Given records section start
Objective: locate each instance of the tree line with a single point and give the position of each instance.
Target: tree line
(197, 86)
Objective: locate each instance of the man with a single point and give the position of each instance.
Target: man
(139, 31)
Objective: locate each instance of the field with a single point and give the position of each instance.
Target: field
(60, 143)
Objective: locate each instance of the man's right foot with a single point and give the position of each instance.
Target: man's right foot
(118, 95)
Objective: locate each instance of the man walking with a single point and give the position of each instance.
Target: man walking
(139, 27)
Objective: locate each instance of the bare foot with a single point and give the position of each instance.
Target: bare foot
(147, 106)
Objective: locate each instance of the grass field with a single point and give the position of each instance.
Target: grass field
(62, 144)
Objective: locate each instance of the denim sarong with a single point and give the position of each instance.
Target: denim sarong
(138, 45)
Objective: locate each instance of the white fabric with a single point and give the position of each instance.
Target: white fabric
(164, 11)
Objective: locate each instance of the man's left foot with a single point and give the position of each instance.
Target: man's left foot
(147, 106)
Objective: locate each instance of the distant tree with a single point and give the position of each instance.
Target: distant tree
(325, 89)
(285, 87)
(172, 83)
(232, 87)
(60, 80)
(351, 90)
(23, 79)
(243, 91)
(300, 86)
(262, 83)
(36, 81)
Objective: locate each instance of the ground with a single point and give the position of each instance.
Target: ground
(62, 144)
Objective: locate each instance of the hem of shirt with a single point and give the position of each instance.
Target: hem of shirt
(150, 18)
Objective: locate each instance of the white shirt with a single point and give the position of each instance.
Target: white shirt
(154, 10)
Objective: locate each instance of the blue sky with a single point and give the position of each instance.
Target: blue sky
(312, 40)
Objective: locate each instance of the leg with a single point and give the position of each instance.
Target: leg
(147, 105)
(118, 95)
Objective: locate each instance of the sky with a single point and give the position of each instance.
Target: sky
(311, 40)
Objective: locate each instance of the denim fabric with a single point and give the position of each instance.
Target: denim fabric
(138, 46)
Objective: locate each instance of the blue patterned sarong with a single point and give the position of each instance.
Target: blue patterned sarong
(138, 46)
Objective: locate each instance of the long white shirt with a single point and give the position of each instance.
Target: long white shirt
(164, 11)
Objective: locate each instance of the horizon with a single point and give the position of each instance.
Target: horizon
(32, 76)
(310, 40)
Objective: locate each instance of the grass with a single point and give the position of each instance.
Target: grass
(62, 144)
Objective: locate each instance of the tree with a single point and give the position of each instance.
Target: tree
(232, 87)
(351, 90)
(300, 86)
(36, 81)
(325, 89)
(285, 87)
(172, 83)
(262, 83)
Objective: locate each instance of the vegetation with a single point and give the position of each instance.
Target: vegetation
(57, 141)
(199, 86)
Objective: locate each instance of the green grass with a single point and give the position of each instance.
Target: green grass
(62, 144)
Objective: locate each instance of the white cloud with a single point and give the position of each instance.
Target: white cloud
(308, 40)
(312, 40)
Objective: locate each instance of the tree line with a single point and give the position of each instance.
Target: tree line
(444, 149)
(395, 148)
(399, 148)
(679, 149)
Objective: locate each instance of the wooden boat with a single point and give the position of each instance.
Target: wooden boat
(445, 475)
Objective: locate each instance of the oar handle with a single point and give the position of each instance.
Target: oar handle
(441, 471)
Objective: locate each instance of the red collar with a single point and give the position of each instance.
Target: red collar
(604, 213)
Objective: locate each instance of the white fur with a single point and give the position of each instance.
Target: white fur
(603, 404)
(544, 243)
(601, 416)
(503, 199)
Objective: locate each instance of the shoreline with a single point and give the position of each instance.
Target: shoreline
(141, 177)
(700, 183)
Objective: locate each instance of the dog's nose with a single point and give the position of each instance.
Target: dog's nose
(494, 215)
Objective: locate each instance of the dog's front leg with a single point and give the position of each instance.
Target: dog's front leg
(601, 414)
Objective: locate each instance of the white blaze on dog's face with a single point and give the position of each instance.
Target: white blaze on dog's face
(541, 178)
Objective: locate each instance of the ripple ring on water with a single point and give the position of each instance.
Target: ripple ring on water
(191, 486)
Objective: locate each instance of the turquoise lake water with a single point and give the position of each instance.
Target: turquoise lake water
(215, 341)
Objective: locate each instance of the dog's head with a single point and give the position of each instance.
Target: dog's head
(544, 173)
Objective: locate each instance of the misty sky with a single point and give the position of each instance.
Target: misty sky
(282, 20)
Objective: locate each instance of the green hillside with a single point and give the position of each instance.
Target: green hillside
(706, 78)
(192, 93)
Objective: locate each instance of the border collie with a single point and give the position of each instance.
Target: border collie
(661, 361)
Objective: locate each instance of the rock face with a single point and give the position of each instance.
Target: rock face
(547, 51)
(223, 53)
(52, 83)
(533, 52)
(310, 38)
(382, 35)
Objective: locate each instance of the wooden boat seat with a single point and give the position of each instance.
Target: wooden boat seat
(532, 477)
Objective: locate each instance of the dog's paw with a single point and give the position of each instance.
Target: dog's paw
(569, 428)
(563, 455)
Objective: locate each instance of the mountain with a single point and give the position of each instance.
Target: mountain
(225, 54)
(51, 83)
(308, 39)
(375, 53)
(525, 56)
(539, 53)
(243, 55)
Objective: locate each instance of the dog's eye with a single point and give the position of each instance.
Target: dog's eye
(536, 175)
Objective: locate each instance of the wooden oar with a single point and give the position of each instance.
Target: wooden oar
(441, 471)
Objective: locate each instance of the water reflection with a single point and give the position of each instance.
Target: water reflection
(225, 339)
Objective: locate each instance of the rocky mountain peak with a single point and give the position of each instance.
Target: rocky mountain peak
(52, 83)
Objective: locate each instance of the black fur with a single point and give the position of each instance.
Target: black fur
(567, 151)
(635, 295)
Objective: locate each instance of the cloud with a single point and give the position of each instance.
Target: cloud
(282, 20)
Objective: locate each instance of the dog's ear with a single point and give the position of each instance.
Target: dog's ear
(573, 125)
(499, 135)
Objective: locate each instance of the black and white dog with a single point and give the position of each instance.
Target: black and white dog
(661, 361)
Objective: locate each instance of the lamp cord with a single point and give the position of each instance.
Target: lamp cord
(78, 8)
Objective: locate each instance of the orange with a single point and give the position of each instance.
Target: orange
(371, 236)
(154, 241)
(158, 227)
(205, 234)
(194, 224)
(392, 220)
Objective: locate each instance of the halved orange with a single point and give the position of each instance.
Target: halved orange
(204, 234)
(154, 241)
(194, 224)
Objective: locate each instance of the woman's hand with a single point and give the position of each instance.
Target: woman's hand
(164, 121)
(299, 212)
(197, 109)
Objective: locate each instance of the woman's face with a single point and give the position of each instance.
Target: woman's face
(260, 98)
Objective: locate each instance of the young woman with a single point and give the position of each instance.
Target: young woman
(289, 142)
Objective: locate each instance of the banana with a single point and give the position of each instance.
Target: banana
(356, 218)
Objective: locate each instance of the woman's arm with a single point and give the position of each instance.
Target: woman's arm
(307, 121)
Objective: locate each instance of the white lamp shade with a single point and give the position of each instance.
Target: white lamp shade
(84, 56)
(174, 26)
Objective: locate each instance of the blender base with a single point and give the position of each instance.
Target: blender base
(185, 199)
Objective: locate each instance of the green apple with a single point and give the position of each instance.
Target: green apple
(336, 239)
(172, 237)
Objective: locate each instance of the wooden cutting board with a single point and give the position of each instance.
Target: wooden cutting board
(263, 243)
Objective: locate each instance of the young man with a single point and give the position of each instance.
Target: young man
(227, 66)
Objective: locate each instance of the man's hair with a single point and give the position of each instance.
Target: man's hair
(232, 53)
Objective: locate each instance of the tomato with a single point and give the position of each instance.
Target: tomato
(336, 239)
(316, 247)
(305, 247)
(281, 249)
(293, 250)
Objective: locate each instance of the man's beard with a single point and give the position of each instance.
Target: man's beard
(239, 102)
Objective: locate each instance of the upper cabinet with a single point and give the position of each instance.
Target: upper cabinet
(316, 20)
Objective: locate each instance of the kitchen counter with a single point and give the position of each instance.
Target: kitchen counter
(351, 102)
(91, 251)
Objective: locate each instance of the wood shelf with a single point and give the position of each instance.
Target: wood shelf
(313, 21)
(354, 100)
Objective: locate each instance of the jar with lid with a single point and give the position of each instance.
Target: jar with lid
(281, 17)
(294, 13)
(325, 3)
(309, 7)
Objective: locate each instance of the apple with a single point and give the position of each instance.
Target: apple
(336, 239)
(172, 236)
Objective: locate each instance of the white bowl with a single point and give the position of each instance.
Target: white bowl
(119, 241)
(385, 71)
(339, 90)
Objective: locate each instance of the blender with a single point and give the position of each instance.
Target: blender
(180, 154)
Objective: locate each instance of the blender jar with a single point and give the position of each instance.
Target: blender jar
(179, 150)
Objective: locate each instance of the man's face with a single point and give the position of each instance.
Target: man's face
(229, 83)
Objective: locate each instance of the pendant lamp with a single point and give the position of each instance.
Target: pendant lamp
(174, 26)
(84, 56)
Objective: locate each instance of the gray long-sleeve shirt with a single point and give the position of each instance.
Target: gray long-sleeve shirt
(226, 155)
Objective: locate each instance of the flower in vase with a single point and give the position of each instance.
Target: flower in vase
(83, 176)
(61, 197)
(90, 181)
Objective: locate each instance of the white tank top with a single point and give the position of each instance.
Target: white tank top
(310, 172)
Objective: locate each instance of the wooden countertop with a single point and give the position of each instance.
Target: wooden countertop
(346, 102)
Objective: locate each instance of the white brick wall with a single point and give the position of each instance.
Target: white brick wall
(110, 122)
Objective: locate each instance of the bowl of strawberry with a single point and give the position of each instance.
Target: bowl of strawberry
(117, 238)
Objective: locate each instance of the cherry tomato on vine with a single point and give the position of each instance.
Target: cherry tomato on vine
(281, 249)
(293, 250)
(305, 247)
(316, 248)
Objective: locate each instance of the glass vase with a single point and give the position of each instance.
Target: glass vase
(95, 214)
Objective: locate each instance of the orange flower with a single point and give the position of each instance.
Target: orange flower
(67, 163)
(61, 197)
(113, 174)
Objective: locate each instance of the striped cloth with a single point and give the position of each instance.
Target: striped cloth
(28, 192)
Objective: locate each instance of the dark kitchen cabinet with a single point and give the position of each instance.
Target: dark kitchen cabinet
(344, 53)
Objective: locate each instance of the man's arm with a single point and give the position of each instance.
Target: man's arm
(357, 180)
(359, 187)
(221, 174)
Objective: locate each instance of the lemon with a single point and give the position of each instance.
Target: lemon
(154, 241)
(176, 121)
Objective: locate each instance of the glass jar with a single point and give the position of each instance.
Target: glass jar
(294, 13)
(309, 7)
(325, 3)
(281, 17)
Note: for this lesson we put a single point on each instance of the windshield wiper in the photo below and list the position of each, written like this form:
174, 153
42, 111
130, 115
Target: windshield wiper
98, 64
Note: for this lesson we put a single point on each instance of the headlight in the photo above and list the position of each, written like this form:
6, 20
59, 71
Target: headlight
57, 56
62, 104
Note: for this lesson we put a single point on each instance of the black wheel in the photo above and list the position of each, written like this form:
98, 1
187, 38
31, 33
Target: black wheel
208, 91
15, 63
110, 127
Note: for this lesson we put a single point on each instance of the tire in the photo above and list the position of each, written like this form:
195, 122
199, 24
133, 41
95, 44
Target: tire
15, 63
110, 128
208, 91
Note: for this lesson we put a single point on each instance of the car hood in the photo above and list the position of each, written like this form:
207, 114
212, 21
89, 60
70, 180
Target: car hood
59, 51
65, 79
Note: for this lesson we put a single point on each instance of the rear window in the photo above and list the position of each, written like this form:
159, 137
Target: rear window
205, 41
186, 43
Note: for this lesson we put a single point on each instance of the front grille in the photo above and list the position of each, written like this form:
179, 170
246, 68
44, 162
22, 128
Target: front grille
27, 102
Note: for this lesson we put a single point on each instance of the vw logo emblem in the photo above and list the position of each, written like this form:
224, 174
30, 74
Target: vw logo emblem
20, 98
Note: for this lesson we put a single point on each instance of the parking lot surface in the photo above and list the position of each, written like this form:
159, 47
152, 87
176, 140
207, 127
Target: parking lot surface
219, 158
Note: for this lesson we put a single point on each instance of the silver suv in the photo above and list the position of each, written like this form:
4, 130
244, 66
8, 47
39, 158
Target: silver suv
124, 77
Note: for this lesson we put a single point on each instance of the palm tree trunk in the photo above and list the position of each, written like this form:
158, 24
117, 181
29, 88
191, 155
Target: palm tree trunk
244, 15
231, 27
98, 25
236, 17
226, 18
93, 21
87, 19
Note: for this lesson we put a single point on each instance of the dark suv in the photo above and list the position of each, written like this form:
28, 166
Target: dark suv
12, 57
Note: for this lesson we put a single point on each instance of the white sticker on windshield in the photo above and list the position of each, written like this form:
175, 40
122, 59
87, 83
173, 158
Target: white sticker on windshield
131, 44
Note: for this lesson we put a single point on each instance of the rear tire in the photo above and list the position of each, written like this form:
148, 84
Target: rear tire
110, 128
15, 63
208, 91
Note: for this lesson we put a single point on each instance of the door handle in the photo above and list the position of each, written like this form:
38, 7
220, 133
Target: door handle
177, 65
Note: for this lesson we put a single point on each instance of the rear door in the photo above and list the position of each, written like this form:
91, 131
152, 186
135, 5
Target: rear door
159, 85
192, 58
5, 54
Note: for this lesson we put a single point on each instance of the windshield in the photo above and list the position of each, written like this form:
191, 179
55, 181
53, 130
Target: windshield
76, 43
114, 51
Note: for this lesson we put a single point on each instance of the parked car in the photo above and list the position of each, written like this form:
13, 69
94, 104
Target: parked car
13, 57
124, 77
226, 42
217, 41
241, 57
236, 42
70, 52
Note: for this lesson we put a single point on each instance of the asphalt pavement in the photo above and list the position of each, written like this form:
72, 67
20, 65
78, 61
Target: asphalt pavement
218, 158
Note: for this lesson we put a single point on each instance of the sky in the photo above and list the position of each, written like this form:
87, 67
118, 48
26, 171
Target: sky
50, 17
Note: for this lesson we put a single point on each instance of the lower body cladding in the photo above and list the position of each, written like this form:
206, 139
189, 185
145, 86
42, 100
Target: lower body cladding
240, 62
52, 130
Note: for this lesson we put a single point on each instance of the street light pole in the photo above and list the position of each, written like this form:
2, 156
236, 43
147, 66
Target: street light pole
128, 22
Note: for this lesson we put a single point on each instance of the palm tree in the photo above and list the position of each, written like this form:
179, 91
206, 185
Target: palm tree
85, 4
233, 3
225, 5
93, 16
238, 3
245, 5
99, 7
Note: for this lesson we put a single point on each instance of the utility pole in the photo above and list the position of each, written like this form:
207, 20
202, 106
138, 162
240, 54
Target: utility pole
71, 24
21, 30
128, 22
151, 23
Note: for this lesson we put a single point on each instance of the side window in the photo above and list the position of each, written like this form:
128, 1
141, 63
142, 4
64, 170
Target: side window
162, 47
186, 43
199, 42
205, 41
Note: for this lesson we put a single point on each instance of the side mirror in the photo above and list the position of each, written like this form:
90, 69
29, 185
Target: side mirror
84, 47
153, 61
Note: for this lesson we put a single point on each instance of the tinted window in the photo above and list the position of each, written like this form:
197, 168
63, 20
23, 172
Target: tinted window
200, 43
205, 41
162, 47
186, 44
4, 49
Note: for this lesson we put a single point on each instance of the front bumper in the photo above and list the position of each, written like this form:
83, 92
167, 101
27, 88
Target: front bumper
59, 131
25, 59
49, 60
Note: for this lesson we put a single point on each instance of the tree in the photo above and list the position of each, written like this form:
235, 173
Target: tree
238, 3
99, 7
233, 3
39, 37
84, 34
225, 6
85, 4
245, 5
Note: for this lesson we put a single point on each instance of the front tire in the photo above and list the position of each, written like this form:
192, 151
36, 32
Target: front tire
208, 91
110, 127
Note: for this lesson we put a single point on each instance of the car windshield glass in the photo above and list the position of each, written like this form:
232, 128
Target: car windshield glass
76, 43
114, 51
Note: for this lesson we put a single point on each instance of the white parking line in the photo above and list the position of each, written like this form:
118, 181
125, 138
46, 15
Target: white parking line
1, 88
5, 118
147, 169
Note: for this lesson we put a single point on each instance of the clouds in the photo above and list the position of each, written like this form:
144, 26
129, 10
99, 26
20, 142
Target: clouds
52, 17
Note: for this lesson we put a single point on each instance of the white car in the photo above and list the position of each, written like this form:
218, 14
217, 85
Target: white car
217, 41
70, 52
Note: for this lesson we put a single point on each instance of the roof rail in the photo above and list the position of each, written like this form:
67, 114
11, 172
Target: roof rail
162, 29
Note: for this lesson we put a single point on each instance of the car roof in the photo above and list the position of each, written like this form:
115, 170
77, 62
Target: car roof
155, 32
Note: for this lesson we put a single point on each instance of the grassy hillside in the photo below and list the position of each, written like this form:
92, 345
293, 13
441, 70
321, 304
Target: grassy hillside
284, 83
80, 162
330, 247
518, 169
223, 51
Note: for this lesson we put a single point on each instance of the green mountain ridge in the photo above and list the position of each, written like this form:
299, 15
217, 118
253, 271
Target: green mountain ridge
Given records section end
Your assignment: Go through the listing and copy each line that includes the string "below".

Exercise answer:
Note: for this lesson we put a single point on each instance of the windshield wiper in the photo below and list the position of each, written like this form:
Note: for this lesson we put a single point on each instance of the grassy hillside in the photo below and list the position of each, written like this form:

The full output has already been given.